[START DATA TO PROCESS]
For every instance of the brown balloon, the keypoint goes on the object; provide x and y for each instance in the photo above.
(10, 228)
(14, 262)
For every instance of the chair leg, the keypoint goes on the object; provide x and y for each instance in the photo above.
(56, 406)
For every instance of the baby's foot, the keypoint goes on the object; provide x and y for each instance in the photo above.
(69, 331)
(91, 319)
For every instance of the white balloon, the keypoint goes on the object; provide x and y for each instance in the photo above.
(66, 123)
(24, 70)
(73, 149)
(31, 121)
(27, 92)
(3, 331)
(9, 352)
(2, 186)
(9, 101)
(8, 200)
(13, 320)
[END DATA TO PROCESS]
[START DATA TO PROCESS]
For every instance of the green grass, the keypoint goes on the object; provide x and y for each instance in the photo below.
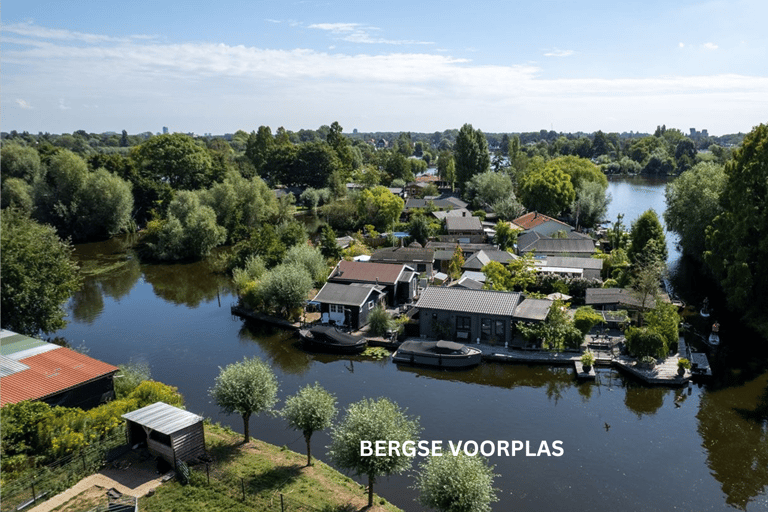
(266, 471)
[END DATA TO PROCESS]
[START DATA TO PROCESS]
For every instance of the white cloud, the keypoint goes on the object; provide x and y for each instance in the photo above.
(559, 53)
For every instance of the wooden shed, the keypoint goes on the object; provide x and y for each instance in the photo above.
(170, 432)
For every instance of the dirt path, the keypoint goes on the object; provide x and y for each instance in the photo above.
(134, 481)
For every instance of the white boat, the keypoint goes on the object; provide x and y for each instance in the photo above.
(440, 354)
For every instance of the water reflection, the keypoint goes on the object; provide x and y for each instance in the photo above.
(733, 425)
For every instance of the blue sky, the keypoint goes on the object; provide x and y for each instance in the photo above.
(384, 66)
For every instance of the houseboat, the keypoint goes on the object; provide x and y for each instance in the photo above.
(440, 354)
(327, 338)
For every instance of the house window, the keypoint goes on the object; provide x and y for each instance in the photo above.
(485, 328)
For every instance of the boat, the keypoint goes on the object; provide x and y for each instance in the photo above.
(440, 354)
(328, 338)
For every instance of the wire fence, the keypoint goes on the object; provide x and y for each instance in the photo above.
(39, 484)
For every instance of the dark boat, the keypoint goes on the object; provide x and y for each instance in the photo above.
[END DATA TO PROCESS]
Copy the material above word for word, from the line with "For every instance of the white boat, the" to the line with "For every instance of the dark", keeping both of those lines.

__COMPLETE RESPONSE__
For every instance of the white boat, the keypoint goes on the object; provide x and y for each instance in the photo above.
(440, 354)
For every instance of the water reflection, the keypoint goes on the object; provide x and y for each instance in the photo above.
(733, 425)
For every instance of the blue sky, the keypoint goes on the object; provide x and y for each instance in the photo above.
(384, 66)
For every instance of the houseboat, the keypoint goes on the object; provide x and y for each instance in the photo above.
(440, 354)
(327, 338)
For every instance of the house window, the keypoint goes on the object; provide x and y for each instance in the photo above.
(485, 328)
For every instance of the boat, the keypoint goes on the object; provide x and y for each instance in the photo above.
(440, 354)
(328, 338)
For every instance of the wire fence, the keypoint goes on the object; provide x and y for each instance in the photo above.
(39, 484)
For every instance of the dark boat, the keypoint goes on the object; provide x and y for each instance in the photo above.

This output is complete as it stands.